**Text excerpt**
_ _ _
Becoming a pastor opened my eyes even more to the struggles many face at Christmas. As my extended family has grown to include the churches I serve, I have been invited into the holy space of people's lives and become more and more aware that pain doesn't take a vacation at the end of December.
It took me a long time to figure it out, but moments like those aren't counter to the Christmas message, they are not exceptions to the idea of Christmas. They are part of the very essence of Christmas. They are examples of the very doctrine of incarnation.
I got to fill in for Pastor Adam last week teaching his annual Advent class, Meeting Jesus in the Christmas Story. We were studying Luke so I had them read aloud all of Luke 1 and 2. We split is up in sections so it got read in different translations and different voices. People were pretty amazed at the experience. The common reaction was that there was a whole lot of stuff in there that they had forgotten about. That seems pretty common. At Christmas we tend to share the tidings of great joy but leave out the context in which that joy came.
Christmas is difficult. Christmas is difficult because God came into the world, the real one. God, in Jesus, was born into this same world we live in: a world of great beauty and wonder and love and joy but also a world of great struggle and brokenness and pain.
Visit the gospel accounts again through that lens. Think of the tension faced by Mary and Joseph. When angels visit Joseph (Matt 1:20) and Mary (Luke 1:30) among their first words are "do not be afraid." They say that because what they are about to go through is going to be difficult. In Matthew's gospel, the birth of Jesus is followed by an escape to Egypt and a massacre of innocent children. In Luke's gospel, the difficult and trying nature of the life of that little baby born into our world is brought into focus by some enlightening words of Mary (Luke 1:46-55) and some troubling words by Simeon. It is Simeon who speaks those haunting words to Mary, “This child is destined for the falling and the rising of many in Israel, and to be a sign that will be opposed so that the inner thoughts of many will be revealed—and a sword will pierce your own soul too." (Luke 2:34-35)
I think that Christmas can get so lost in sentimentality that we can miss the most important part. Sometimes I think it feels like we try to put pain and reality on hold to celebrate Christmas. But I think perhaps Christmas is to be celebrated right in the thick of pain and reality. Christmas is supposed to be difficult.
_ _ _
**What you have to do**
Carry on the essay on why Christmas is difficult, picking up after its final sentence. The lines that come next are separate material, unrelated to the essay on Christmas.
_ _ _
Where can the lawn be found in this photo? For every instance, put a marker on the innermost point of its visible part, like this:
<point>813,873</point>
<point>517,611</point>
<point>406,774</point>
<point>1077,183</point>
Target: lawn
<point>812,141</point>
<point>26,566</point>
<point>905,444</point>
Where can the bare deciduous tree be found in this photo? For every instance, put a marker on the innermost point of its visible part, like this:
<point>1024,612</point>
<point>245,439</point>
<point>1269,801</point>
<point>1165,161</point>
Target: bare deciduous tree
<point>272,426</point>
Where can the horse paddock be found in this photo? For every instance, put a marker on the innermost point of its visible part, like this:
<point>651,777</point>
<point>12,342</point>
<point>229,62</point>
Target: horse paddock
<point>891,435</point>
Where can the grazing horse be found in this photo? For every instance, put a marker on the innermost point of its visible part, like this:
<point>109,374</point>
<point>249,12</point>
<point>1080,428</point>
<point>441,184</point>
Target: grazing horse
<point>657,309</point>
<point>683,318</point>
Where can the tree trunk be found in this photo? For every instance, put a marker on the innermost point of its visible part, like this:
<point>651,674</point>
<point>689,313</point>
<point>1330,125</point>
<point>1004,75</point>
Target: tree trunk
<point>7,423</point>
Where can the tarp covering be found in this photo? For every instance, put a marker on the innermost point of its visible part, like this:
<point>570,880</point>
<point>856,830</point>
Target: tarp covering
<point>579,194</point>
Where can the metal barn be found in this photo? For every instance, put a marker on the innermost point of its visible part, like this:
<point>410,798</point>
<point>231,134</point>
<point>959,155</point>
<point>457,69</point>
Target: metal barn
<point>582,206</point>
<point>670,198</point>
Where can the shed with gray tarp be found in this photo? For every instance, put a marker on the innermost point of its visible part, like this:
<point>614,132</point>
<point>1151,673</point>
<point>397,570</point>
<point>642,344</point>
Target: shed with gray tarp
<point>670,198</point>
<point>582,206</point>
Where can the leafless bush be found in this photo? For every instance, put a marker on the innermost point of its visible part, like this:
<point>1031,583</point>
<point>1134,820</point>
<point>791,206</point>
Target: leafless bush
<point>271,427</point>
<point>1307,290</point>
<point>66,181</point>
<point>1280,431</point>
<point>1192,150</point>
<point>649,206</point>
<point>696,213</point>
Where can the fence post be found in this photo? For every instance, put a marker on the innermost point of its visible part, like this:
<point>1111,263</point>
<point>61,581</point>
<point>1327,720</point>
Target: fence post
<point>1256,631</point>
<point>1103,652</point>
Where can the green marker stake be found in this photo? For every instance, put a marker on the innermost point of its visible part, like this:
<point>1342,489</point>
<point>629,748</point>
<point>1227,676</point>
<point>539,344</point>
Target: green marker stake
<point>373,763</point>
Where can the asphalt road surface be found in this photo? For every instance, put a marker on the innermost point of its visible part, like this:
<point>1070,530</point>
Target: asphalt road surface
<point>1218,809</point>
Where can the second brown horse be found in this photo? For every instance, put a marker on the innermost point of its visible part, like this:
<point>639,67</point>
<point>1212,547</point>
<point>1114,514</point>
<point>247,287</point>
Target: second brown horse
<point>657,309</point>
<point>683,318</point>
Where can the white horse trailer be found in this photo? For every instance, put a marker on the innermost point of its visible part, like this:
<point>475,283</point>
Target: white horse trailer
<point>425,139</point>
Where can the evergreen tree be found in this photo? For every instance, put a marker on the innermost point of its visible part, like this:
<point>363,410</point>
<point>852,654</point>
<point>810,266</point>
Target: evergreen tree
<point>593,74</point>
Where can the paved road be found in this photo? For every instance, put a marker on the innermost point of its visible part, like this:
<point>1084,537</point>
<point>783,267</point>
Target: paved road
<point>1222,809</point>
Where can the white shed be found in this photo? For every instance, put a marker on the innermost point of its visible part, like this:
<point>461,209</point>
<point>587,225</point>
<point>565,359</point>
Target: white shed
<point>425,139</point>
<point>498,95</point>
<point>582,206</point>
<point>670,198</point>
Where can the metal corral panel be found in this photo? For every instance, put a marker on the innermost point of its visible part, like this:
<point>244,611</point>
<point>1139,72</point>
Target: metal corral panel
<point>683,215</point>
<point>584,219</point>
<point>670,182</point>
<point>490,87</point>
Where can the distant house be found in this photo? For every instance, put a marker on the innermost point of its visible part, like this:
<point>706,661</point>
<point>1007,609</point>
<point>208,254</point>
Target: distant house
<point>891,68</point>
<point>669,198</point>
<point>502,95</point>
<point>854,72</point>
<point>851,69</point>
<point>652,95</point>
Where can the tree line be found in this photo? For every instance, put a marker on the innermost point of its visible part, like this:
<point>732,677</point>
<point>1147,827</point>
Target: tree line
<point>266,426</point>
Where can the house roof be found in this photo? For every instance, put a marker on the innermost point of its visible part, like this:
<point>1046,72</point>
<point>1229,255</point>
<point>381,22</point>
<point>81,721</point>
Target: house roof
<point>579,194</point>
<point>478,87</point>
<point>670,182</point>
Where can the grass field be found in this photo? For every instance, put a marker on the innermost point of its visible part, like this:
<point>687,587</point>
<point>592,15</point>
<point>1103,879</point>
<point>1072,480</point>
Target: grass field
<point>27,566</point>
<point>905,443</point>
_ _ _
**Result**
But it is also the message of Christmas that there is joy in the midst of this pain. It isn't that pain goes away (not yet anyway), it isn't that we are called to ignore it for the sake of polite Christmas celebration. The message is that, into this messy world, God sent his Son, who experienced this, spoke to it and overcame it.
I am in a new season of my life now. There is much more joy to experience. I have a wonderful family to share my Christmas with. I get to be part of leading our celebration of Christmas in the church. But there is still this one blessing of uncertainty and reality in the life of my family. I have written before of our life as a foster family. (Read Heartbreak and Discipleship) Well we have another little one in our home just in time for Christmas. And with her comes the same outrageous joy and extreme uncertainty. And when I start to dwell too long on how it all makes me feel, I think of her world. A baby born into uncertain circumstances. A child born into a world of court dates and home visits. An innocent life who has a lawyer and case worker before a first Christmas and birthday. I look at her and realize it is for such as her that God came among us. I look at her and think, "So this is Christmas!"
I wish you a very Merry Christmas. I pray that God's coming into the world will have new a fresh meaning in your life and that, in the midst of any pain or sorrow you might face, you might experience the joy of God's overwhelming love for you.